| SOURCE EXTRACT |
Like Laeticia, on our Community Transformation Group witnessed being abused while living at her relatives in the absence of her parents. She ended up being abused, got pregnant and had to struggle alone to raise the baby.

Sometimes the Lord calms the storm; sometimes he lets the storm rage and calms his child. Paul encourages us herein saying:” And the peace of God, which transcends all understanding, will guard your hearts and your minds in
Christ Jesus.” Philippians 4:7 (NIV) 1 Peter 5:7 “Casting the whole of your care on Him, for He cares for you affectively and cares about you watchfully.”

We need to pray to open the floodgates of God’s intimate grace and power to flow towards our families in need. We know that God can act without prayer but invites us and allows us to participate in His work on earth through prayer. The Lord is our hope, the answer to our troubles. We need to humble ourselves and seek His face in odd times as this.

The Praying Woman and Her Nation

As we look back in the Scriptures, we see that women at different points in our joint history have played significant roles in the nation of Israel and beyond. Women that come immediately to mind are:

  • Deborah who was a prophet and a judge. She told the people what the Lord wanted them to do and ensured that they
    followed his commandments. Deborah led the way!

| DATASET EXTRACT |

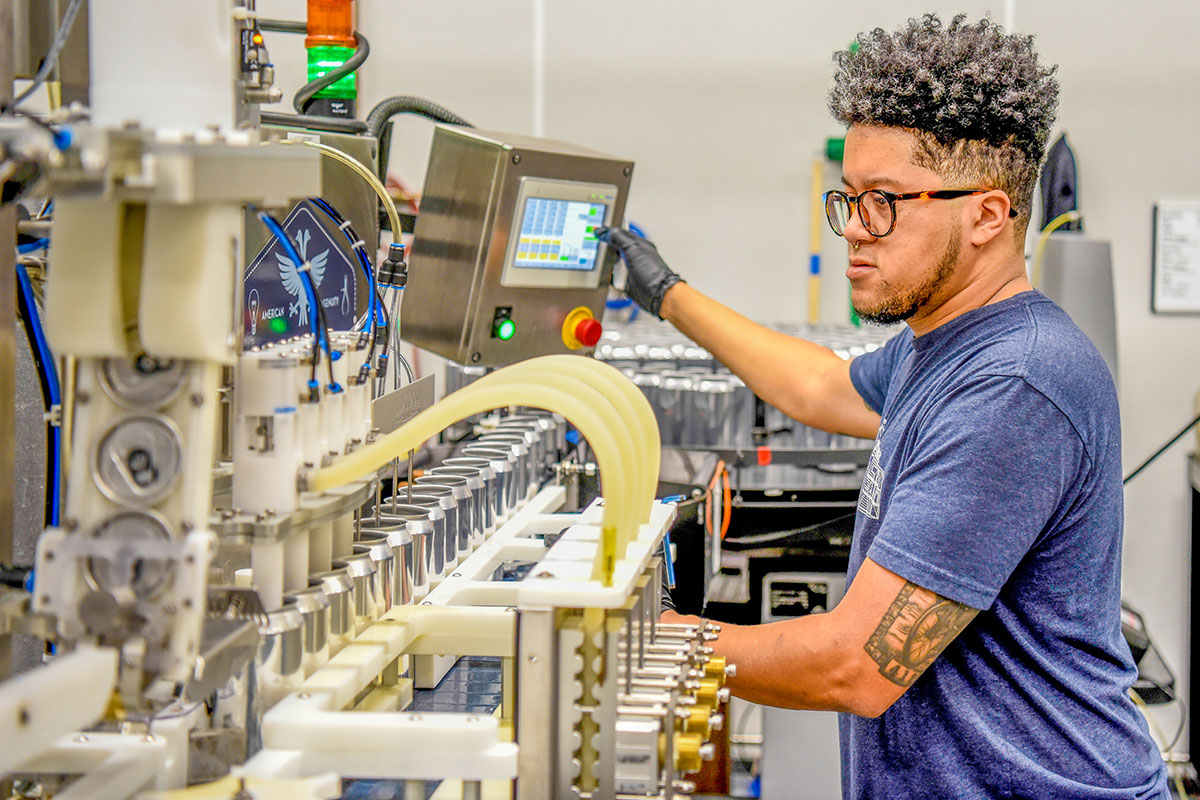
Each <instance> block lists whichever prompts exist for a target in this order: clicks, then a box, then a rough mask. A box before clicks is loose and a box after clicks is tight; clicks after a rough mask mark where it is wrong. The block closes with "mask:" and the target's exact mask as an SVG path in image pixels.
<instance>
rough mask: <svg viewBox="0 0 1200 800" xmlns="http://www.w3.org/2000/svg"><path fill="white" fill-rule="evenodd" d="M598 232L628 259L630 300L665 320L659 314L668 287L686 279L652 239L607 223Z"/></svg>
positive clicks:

| EXPLORE THE MATERIAL |
[1] List every statement the devotional passage on prayer makes about Deborah.
[2] Translate this sentence from the devotional passage on prayer into French: "Sometimes the Lord calms the storm; sometimes he lets the storm rage and calms his child."
[3] Extend the devotional passage on prayer, starting right after its final sentence.
The material has no connection to the devotional passage on prayer.

| RESULTS FOR THE EXERCISE |
[1]
- She was a prophet.
- She was a judge.
- She told the people what the Lord wanted them to do.
- She ensured that they followed his commandments.
- She led the way.

[2] Parfois le Seigneur calme la tempête ; parfois il laisse la tempête faire rage et calme son enfant.

[3]
  • Esther who stood up for her own people and risked her own life as she went in to the King without his invitation. She
    not only prayed but called for a fast as well before she went into face the King. She recognized that strength can come from
    the prayers of others.
  • Anna prayed for many years in the temple and was one of the first to recognize Jesus as the Messiah.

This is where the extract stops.